'''

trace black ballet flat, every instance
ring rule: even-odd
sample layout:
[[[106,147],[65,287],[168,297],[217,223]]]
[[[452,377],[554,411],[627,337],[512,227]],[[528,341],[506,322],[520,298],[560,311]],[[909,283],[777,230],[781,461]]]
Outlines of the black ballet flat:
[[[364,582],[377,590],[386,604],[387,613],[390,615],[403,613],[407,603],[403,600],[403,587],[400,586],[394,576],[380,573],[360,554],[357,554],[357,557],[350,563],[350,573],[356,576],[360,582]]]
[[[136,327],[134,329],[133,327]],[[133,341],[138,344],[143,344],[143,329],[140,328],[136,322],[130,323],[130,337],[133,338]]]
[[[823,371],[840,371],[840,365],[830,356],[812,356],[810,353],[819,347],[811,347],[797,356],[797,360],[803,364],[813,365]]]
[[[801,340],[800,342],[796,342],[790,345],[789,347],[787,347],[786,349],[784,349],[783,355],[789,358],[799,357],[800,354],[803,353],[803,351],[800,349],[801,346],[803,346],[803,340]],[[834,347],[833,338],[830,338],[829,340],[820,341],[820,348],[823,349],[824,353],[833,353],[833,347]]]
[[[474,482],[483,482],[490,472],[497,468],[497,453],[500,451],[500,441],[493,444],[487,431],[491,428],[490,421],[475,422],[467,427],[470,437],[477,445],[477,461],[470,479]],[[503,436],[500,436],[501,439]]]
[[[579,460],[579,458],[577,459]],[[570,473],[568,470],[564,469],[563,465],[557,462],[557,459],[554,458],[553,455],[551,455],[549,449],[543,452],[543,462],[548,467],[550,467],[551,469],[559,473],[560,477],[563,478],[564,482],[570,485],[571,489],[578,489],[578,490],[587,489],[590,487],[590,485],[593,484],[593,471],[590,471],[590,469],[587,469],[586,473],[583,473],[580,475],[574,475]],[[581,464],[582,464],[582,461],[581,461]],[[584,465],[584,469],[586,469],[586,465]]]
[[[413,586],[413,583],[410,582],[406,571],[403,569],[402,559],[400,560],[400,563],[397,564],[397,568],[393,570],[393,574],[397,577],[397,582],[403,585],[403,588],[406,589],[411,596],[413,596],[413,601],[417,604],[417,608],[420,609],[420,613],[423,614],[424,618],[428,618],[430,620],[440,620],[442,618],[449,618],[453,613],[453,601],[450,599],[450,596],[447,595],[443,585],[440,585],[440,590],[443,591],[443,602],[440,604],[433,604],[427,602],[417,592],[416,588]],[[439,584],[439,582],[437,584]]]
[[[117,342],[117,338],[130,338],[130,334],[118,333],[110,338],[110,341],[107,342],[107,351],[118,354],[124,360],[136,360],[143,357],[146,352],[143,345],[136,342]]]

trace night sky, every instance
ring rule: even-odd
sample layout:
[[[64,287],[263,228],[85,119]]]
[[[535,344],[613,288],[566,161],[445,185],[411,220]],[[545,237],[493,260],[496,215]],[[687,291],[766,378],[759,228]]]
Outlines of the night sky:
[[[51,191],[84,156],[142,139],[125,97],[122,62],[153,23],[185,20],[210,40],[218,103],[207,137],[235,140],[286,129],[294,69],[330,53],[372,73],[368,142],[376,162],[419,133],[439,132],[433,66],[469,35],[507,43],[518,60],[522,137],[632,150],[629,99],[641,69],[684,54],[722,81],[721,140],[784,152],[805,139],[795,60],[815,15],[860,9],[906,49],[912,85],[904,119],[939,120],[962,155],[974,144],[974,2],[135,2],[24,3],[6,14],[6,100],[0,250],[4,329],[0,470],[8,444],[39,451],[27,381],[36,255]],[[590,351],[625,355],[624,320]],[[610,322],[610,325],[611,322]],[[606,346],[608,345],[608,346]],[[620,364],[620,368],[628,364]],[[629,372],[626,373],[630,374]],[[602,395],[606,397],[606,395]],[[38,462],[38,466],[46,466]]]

'''

→ PROBLEM: The answer consists solely of the lines from the one containing "trace night sky, every instance" through the last line of the data above, reproduced exactly.

→ RESPONSE AREA:
trace night sky, every instance
ring rule: even-odd
sample layout:
[[[64,287],[263,228],[85,119]]]
[[[535,344],[613,288],[566,161],[445,185],[411,220]],[[545,237],[493,260],[496,215]],[[687,291],[766,378],[759,228]]]
Outlines of the night sky:
[[[51,191],[84,156],[142,139],[125,97],[122,62],[153,23],[185,20],[210,40],[218,103],[207,137],[235,140],[286,129],[294,69],[330,53],[372,73],[368,142],[376,162],[419,133],[439,132],[433,66],[469,35],[507,43],[518,60],[522,137],[632,150],[629,99],[641,69],[684,54],[722,81],[721,140],[784,152],[805,139],[795,60],[815,15],[860,9],[906,49],[912,85],[904,119],[939,120],[962,155],[974,144],[974,2],[135,2],[24,3],[6,14],[6,100],[0,250],[4,329],[0,470],[8,444],[39,451],[27,381],[36,255]],[[590,351],[625,355],[624,320]],[[610,322],[610,325],[611,322]],[[606,346],[608,345],[608,346]],[[620,364],[620,368],[628,364]],[[629,372],[626,373],[630,374]],[[602,395],[606,397],[606,395]],[[38,462],[38,466],[46,466]]]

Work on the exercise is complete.